Problem to solve
Please give the entries below again exactly, omitting every picture.

[Stored items from a collection]
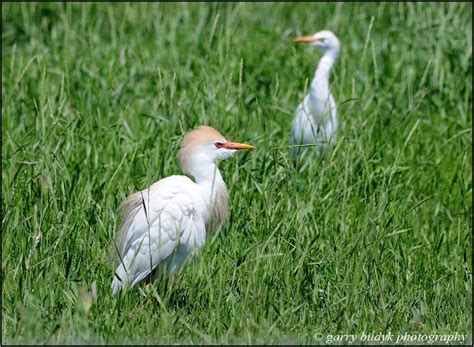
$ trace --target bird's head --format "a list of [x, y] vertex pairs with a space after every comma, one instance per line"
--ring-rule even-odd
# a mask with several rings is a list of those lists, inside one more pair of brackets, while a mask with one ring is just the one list
[[238, 150], [255, 147], [238, 142], [229, 142], [216, 129], [200, 126], [184, 137], [179, 151], [179, 161], [184, 172], [196, 177], [205, 167], [231, 157]]
[[301, 36], [294, 39], [298, 43], [309, 43], [311, 46], [318, 47], [324, 52], [333, 51], [337, 53], [341, 42], [332, 31], [321, 30], [311, 36]]

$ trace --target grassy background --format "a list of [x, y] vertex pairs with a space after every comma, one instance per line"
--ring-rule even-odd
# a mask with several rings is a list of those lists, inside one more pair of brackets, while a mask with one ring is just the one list
[[[300, 342], [469, 333], [470, 4], [2, 4], [4, 342]], [[293, 111], [342, 41], [341, 120], [297, 172]], [[110, 295], [126, 195], [198, 124], [231, 218], [168, 284]]]

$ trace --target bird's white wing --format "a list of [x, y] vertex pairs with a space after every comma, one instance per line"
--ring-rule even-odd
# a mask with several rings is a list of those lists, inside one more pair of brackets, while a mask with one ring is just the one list
[[195, 189], [189, 178], [171, 176], [136, 193], [135, 206], [126, 211], [132, 217], [122, 231], [114, 293], [125, 283], [135, 285], [143, 280], [178, 248], [191, 252], [202, 247], [205, 224], [193, 199]]
[[295, 111], [295, 118], [291, 126], [290, 141], [292, 144], [314, 143], [317, 124], [313, 118], [313, 111], [311, 98], [308, 94]]

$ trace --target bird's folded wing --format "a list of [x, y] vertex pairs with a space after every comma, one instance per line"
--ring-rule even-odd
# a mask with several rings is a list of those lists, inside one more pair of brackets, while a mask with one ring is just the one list
[[[122, 224], [115, 242], [118, 252], [126, 254], [130, 245], [143, 236], [147, 226], [193, 184], [186, 176], [170, 176], [127, 197], [120, 206]], [[186, 208], [186, 204], [183, 207]]]
[[149, 203], [143, 199], [125, 235], [122, 265], [127, 282], [133, 284], [145, 278], [178, 246], [191, 249], [204, 243], [204, 221], [195, 203], [183, 193], [158, 197], [161, 201], [152, 194]]

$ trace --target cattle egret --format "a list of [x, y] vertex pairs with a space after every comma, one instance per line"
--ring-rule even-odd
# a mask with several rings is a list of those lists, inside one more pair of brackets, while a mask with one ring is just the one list
[[[298, 37], [295, 42], [306, 42], [323, 51], [311, 82], [309, 93], [295, 112], [291, 129], [293, 145], [316, 144], [324, 151], [335, 141], [337, 127], [336, 102], [329, 89], [329, 72], [339, 53], [339, 39], [331, 31], [322, 30], [312, 36]], [[301, 147], [293, 147], [293, 155]]]
[[[116, 249], [120, 262], [112, 294], [157, 273], [171, 275], [204, 245], [228, 213], [227, 188], [217, 160], [255, 147], [228, 142], [217, 130], [201, 126], [189, 132], [179, 152], [181, 168], [194, 177], [170, 176], [130, 195], [123, 211]], [[156, 269], [155, 269], [156, 268]]]

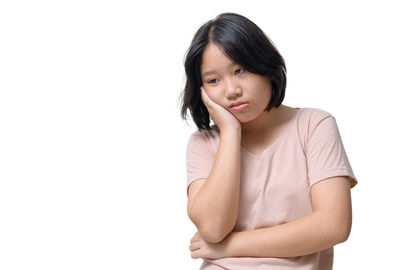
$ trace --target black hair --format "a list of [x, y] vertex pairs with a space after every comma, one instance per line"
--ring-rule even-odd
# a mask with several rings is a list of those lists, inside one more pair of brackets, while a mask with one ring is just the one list
[[271, 100], [265, 111], [281, 105], [286, 89], [286, 66], [282, 56], [255, 23], [239, 14], [222, 13], [197, 30], [186, 52], [186, 84], [181, 102], [183, 119], [187, 119], [189, 109], [199, 130], [210, 129], [210, 115], [200, 93], [200, 66], [203, 52], [209, 43], [216, 45], [232, 62], [270, 80]]

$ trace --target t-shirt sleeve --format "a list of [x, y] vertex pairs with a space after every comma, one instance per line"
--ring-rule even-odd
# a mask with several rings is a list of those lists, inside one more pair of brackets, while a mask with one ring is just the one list
[[208, 178], [213, 167], [214, 158], [207, 136], [199, 131], [193, 133], [186, 147], [186, 189], [193, 181]]
[[311, 118], [306, 156], [310, 186], [335, 176], [348, 176], [351, 188], [358, 183], [347, 158], [336, 120], [329, 113]]

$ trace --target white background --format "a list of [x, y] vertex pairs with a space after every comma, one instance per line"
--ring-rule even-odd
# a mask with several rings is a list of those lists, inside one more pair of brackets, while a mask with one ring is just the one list
[[336, 117], [359, 184], [335, 269], [398, 265], [395, 1], [2, 1], [0, 269], [197, 269], [180, 118], [195, 31], [242, 14], [288, 69], [285, 105]]

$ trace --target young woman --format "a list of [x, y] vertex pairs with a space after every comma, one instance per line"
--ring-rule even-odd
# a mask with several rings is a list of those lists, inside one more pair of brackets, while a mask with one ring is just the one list
[[284, 60], [238, 14], [200, 27], [185, 71], [181, 115], [198, 127], [187, 144], [191, 256], [201, 269], [332, 269], [357, 184], [335, 118], [282, 104]]

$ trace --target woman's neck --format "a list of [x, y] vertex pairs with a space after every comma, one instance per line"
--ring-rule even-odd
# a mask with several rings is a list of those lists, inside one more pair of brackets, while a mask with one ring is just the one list
[[252, 137], [260, 134], [265, 134], [282, 121], [282, 116], [289, 107], [280, 105], [278, 108], [273, 108], [269, 112], [263, 112], [256, 119], [242, 123], [242, 137]]

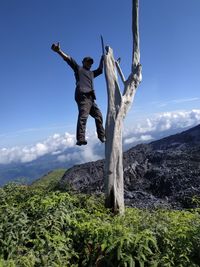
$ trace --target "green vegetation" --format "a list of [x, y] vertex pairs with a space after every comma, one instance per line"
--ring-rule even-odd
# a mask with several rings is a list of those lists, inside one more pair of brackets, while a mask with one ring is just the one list
[[199, 209], [113, 216], [103, 197], [43, 182], [0, 188], [0, 267], [200, 266]]
[[49, 172], [47, 175], [44, 175], [42, 178], [34, 181], [31, 187], [53, 190], [65, 172], [66, 169], [57, 169]]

Reply to the exercise
$ trace --target bird's head --format "a list of [x, y] vertex pairs with a space after every comma, one instance per line"
--ring-rule even-odd
# a mask with several rings is a list of those lists, inside one more pair of brackets, while a mask with one ring is just the one list
[[238, 150], [255, 147], [238, 142], [229, 142], [216, 129], [200, 126], [184, 137], [179, 151], [179, 161], [184, 172], [196, 177], [205, 167], [231, 157]]
[[301, 36], [294, 39], [298, 43], [309, 43], [311, 46], [318, 47], [324, 52], [333, 51], [337, 53], [341, 42], [332, 31], [321, 30], [311, 36]]

$ trace --target grassy background --format "a list of [x, y] vertex pairs with a space after every comma, one instance per line"
--ring-rule even-odd
# a mask with several rings is a list of those lists, inside one more pair of brackets, while a mask with one ring is just the one list
[[[300, 342], [469, 333], [470, 4], [2, 4], [4, 342]], [[293, 111], [342, 41], [341, 120], [297, 172]], [[110, 295], [126, 195], [198, 124], [231, 218], [168, 284]]]

$ trace --target bird's white wing --format "a list of [x, y] vertex pairs with a space after every comma, one instance per line"
--ring-rule even-odd
# a mask with several rings is a list of those lists, inside one more pair of brackets, while a mask with one ring is just the one list
[[195, 189], [189, 178], [171, 176], [136, 193], [135, 206], [126, 211], [132, 217], [122, 231], [114, 293], [125, 283], [135, 285], [143, 280], [178, 248], [191, 252], [202, 247], [205, 224], [193, 199]]
[[295, 111], [295, 118], [291, 126], [290, 141], [292, 144], [314, 143], [317, 124], [313, 118], [313, 111], [311, 98], [308, 94]]

$ trace --target bird's folded wing --format "a list of [x, y] vertex pairs with a space after every comma, one instance per line"
--ring-rule even-odd
# a mask with several rings is a list of those lists, inside one more pair of brackets, while a mask with one ring is just the one list
[[[122, 224], [115, 242], [118, 252], [126, 254], [130, 245], [143, 236], [147, 226], [193, 184], [186, 176], [170, 176], [127, 197], [120, 206]], [[186, 208], [186, 204], [183, 207]]]
[[149, 203], [143, 199], [125, 235], [122, 265], [127, 282], [133, 284], [145, 278], [178, 246], [191, 249], [204, 243], [204, 221], [195, 203], [183, 193], [158, 197], [161, 201], [152, 194]]

$ trace --target cattle egret --format "a list of [x, y] vertex pairs with a space after every comma, one instance per line"
--ring-rule even-odd
# a mask with several rings is a list of those lists, inside one more pair of brackets, while a mask with one ring is just the one list
[[[298, 37], [295, 42], [306, 42], [323, 51], [311, 82], [309, 93], [295, 112], [291, 129], [293, 145], [316, 144], [324, 151], [335, 141], [337, 127], [336, 102], [329, 89], [329, 72], [339, 53], [339, 39], [331, 31], [322, 30], [312, 36]], [[301, 147], [293, 147], [293, 155]]]
[[[116, 249], [120, 262], [112, 294], [157, 273], [171, 275], [204, 245], [228, 213], [227, 188], [217, 160], [255, 147], [228, 142], [217, 130], [201, 126], [189, 132], [179, 152], [181, 168], [194, 177], [170, 176], [130, 195], [123, 211]], [[156, 269], [155, 269], [156, 268]]]

$ trace --target black hair --format "a list of [x, y] vertex pairs with a space after every comma, one instance per line"
--ring-rule even-odd
# a mask with several rings is a list of those lists, inside one more pair of brackets, while a mask with one ring is just the one list
[[271, 100], [265, 111], [281, 105], [286, 89], [286, 66], [282, 56], [255, 23], [239, 14], [222, 13], [197, 30], [186, 52], [186, 84], [181, 102], [183, 119], [187, 119], [189, 109], [199, 130], [210, 129], [210, 115], [200, 93], [200, 66], [203, 52], [209, 43], [216, 45], [232, 62], [270, 80]]

$ trace --target t-shirt sleeve --format "a list of [x, y] vertex pairs with a space after every comma, one instance per line"
--ring-rule even-odd
# a mask with several rings is a list of those lists, inside one more pair of brackets, while a mask with one ring is just the one list
[[208, 178], [213, 167], [214, 158], [207, 136], [199, 131], [193, 133], [186, 147], [186, 189], [193, 181]]
[[311, 118], [306, 156], [310, 186], [335, 176], [348, 176], [351, 188], [358, 183], [347, 158], [336, 120], [329, 113]]

$ trace --target white background --format "a list of [x, y] vertex pairs with a space after every comma, one instance per line"
--ring-rule even-odd
# a mask with several rings is a list of those lists, inside one more pair of brackets, while a mask with one ring is just the one list
[[336, 117], [359, 184], [335, 269], [398, 265], [395, 1], [2, 1], [0, 269], [197, 269], [180, 118], [195, 31], [242, 14], [288, 69], [285, 105]]

$ trace --target young woman --format "a list of [x, y] vertex pairs with a space after every comma, one instance per line"
--ring-rule even-odd
# a mask with several rings is a list of those lists, inside one more pair of brackets, while a mask with one ring is just the one list
[[284, 60], [238, 14], [200, 27], [185, 71], [181, 115], [198, 127], [187, 144], [191, 256], [201, 269], [332, 269], [357, 184], [335, 118], [282, 104]]

$ trace --target woman's neck --format "a list of [x, y] vertex pairs with a space after every comma, one instance per line"
--ring-rule even-odd
# a mask with several rings is a list of those lists, inside one more pair of brackets, while a mask with one ring is just the one list
[[252, 137], [260, 134], [265, 134], [282, 121], [282, 116], [289, 107], [280, 105], [278, 108], [273, 108], [269, 112], [263, 112], [256, 119], [242, 123], [242, 137]]

$ trace --target "green vegetation" --format "a list of [x, y] vertex pairs with a space after every comma, one instance per line"
--ring-rule even-odd
# a mask with several rings is a list of those lists, inside one more pair of brackets, while a mask with one ring is just the one list
[[199, 209], [113, 216], [103, 197], [43, 182], [0, 188], [0, 267], [200, 266]]
[[49, 172], [47, 175], [44, 175], [42, 178], [34, 181], [31, 187], [53, 190], [65, 172], [66, 169], [57, 169]]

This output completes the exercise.